Exercise 1:
Repeat the listing lines exactly, from the line with "Point out the sweetgrass" to the line with "[(763, 545)]", including both of those lines.

━━━━━ Given passage

In the subjoined view, copied from Boldetti, are seen two graves; one still closed by three slabs of

[graphic]

terra cotta, cemented to the rock by plaster; and the other partially opened, so as to display the skeleton lying within. It must not be supposed that in all cases the slabs were of terra cotta, or that their usual number was three; pieces of marble, of the most irregular figure, were often employed. The palm branch is scratched upon the plaster with a sharp instrument.

The number of graves contained in the Catacombs is very great. In order to form a general estimate of them, we must remember that from the year 98 A. D. to some time after the year 400, (of both which periods consular dates have been found in

the cemeteries,) the whole Christian population of Rome was interred there. As this time includes nearly a century after the establishment of Christianity under Constantine, the numbers latterly must have been very considerable. A city peopled by more than a million of inhabitants, so far christianised as to give rise to a general complaint that the altars and temples of the gods were deserted, must have required cemeteries of no ordinary dimensions.* The number of Christians in the time of Decius has been estimated by historians at between forty and fifty thousand. Added to this, a horror of disturbing the graves already occupied, would effectually prevent the custom, common in our own country, of employing the same ground for fresh interments after the lapse of a few years. This feeling of the sanctity of tombs was inherited from the heathen, and was often expressed in their epitaphs. An instance is subjoined, in an inscription, evidently Pagan from the connection between the infernal regions and happiness. It was found inside the Aurelian gate:

C. TULIUS. C. L.
BARNAEUS

OLLA EJUS. SI QUI

OU VIOLARIT AD

INFEROS NON RECIPIATUR.

C. Tullius Barnaeus. If any one violate his urn, let him not be received into the infernal regions (that is, Elysium).

* The general absence of Heathen cemeteries greatly facilitates the distinction between the Christian and Pagan remains.

━━━━━━━━━━
━━━━━ Given records

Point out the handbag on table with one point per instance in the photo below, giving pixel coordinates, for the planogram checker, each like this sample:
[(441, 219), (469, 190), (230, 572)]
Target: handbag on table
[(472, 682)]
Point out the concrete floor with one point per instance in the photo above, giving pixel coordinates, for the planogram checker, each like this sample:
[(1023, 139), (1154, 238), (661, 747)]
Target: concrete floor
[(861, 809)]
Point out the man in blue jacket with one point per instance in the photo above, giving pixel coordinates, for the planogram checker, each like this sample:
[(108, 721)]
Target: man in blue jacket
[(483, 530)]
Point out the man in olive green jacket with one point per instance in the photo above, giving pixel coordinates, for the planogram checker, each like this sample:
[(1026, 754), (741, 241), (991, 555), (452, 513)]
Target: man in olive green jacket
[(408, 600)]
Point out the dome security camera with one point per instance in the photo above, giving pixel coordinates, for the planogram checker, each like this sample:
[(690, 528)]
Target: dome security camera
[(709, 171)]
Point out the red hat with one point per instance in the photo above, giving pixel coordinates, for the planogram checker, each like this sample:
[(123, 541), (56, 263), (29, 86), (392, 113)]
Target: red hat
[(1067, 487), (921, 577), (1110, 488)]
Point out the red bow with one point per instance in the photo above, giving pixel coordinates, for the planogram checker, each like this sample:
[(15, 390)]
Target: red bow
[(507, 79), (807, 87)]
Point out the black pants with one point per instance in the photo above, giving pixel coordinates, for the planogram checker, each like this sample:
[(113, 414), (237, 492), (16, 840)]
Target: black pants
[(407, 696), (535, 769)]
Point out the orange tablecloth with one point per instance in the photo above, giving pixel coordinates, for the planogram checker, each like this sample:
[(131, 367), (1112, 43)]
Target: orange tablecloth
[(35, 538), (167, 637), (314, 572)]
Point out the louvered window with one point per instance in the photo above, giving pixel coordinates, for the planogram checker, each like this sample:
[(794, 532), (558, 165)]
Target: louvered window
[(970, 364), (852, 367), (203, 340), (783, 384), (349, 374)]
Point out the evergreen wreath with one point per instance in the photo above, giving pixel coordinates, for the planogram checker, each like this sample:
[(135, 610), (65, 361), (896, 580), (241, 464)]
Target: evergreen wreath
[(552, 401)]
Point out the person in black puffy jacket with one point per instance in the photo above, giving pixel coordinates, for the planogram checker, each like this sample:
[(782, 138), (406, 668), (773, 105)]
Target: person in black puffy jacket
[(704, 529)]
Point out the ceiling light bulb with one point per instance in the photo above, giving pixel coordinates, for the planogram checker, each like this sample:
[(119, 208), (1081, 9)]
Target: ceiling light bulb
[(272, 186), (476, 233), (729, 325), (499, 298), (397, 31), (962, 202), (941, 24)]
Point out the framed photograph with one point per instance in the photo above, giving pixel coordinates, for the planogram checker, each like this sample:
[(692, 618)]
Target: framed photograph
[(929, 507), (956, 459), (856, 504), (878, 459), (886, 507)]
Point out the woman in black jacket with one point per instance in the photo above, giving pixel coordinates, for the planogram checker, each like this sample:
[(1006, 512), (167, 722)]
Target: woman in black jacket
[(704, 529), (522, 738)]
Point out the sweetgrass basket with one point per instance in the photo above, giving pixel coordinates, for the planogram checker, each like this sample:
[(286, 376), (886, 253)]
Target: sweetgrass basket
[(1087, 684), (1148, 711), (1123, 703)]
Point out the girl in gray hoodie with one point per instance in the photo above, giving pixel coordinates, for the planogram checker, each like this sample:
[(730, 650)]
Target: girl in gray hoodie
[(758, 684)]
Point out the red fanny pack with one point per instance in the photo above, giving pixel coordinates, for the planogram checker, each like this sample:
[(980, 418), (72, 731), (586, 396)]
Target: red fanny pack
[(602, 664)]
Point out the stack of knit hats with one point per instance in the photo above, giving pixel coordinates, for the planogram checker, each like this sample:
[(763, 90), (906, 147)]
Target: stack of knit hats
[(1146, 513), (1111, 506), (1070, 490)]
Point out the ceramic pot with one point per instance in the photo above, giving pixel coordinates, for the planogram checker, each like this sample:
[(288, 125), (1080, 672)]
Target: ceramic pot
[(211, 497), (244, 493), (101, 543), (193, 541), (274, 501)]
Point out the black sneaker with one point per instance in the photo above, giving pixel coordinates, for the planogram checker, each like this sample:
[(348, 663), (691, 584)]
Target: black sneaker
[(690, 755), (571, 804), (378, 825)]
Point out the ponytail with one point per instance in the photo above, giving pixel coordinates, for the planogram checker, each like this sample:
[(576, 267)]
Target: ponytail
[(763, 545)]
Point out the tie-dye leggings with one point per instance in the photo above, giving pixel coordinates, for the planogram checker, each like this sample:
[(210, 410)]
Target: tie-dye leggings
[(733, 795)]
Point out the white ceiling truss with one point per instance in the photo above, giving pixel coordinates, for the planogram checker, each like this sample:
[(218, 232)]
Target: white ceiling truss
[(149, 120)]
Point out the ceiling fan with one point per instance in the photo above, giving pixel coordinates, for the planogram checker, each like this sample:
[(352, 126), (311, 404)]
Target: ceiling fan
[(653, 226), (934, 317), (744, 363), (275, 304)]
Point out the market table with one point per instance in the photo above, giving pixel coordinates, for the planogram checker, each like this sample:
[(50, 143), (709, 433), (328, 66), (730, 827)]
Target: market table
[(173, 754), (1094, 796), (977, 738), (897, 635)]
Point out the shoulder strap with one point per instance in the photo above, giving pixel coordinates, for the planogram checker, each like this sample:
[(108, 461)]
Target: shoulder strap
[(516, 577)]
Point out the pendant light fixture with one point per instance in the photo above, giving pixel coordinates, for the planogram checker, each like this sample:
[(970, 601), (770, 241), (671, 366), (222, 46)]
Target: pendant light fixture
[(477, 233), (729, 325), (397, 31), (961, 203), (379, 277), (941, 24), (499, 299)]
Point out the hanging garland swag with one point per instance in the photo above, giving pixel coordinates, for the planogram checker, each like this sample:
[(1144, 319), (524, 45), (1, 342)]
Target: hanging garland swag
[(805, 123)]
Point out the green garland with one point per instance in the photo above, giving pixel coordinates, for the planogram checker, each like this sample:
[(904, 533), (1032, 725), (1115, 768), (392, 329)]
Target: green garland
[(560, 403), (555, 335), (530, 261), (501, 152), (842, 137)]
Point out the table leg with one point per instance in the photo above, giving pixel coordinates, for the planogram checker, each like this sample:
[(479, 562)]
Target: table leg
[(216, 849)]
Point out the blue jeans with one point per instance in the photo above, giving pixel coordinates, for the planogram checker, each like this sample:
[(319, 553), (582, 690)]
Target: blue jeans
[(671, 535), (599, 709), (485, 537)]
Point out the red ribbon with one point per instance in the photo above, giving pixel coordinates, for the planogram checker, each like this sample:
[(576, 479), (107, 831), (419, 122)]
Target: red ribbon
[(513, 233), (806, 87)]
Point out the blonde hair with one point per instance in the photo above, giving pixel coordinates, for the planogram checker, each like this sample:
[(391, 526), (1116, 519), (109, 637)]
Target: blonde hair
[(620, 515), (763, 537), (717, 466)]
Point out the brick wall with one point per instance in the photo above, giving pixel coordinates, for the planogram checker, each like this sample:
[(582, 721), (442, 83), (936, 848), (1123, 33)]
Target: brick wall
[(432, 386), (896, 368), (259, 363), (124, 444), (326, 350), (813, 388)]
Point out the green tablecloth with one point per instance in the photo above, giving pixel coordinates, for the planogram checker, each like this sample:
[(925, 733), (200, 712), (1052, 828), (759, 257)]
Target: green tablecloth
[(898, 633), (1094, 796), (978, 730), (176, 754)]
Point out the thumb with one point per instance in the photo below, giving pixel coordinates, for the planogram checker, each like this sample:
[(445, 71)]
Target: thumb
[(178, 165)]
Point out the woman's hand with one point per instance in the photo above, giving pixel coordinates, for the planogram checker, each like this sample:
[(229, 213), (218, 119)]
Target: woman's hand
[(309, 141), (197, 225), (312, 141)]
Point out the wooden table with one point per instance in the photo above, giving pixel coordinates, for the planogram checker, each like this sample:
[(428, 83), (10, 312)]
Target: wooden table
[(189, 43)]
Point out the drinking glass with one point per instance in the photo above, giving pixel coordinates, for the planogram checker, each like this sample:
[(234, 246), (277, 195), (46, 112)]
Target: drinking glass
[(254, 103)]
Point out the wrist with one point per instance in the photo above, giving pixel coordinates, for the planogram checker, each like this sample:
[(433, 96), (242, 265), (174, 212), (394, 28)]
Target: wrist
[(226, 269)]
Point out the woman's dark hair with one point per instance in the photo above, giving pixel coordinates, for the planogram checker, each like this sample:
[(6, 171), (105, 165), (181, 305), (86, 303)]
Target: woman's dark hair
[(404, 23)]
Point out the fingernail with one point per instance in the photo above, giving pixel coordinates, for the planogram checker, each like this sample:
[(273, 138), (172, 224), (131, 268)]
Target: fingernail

━━━━━━━━━━

Exercise 2:
Condense the paragraph of the Catacombs passage that begins "The number of graves contained in the Catacombs is very great" into a short list, keeping its main facts.

Task output 1:
Point out the sweetgrass basket with one point per instance in the photo above, giving pixel coordinates, for the planogram checker, each like this sample:
[(286, 376), (886, 253)]
Target: sweetgrass basket
[(1087, 684), (1148, 711), (1123, 703)]
Point out the girl in gray hoodie with one point per instance in the photo above, giving pixel coordinates, for the planogram checker, each like this sample:
[(730, 650)]
Target: girl in gray hoodie
[(758, 684)]
Point out the red fanny pack with one point per instance in the photo above, giving pixel coordinates, for the planogram checker, each like this sample:
[(980, 418), (72, 731), (586, 396)]
Target: red fanny pack
[(602, 664)]
Point out the stack of knit hats with one point per instance in the photo above, giving pixel coordinates, for the planogram checker, each like this sample:
[(763, 90), (906, 147)]
Target: stack of knit hats
[(1146, 513), (1111, 506), (1070, 490)]
Point out the ceramic pot with one point per instance in the photo above, giving pixel coordinates, for the planogram checker, each like this sample:
[(288, 125), (1080, 672)]
Target: ceramic pot
[(211, 497), (244, 493), (101, 543), (193, 541), (274, 501)]
Point out the black sneaker with one point per instance in the photo above, giving pixel coordinates, for the planogram checker, each like this sample:
[(348, 663), (691, 584)]
Target: black sneaker
[(690, 755), (571, 804), (378, 825)]
Point out the ponytail with one point per instance in the photo above, giving pixel coordinates, for the planogram checker, each like this sample:
[(576, 267)]
Target: ponytail
[(763, 545)]

Task output 2:
- The Catacombs hold a very great number of graves.
- The whole Christian population of Rome was buried there from 98 A.D. until some time after 400. Consular dates from both periods have been found in the cemeteries.
- That span runs nearly a century past the establishment of Christianity under Constantine, so burials in the later years must have been very numerous.
- Rome had more than a million inhabitants and was Christianized enough that people complained the altars and temples of the gods were deserted. Such a city needed very large cemeteries.
- Historians estimate that Rome had between forty and fifty thousand Christians in the time of Decius.
- A horror of disturbing occupied graves prevented the ground from being reused for new burials after a few years.
- This sense of the sanctity of tombs was inherited from the heathen and often expressed in their epitaphs. An example is a Pagan inscription found inside the Aurelian gate.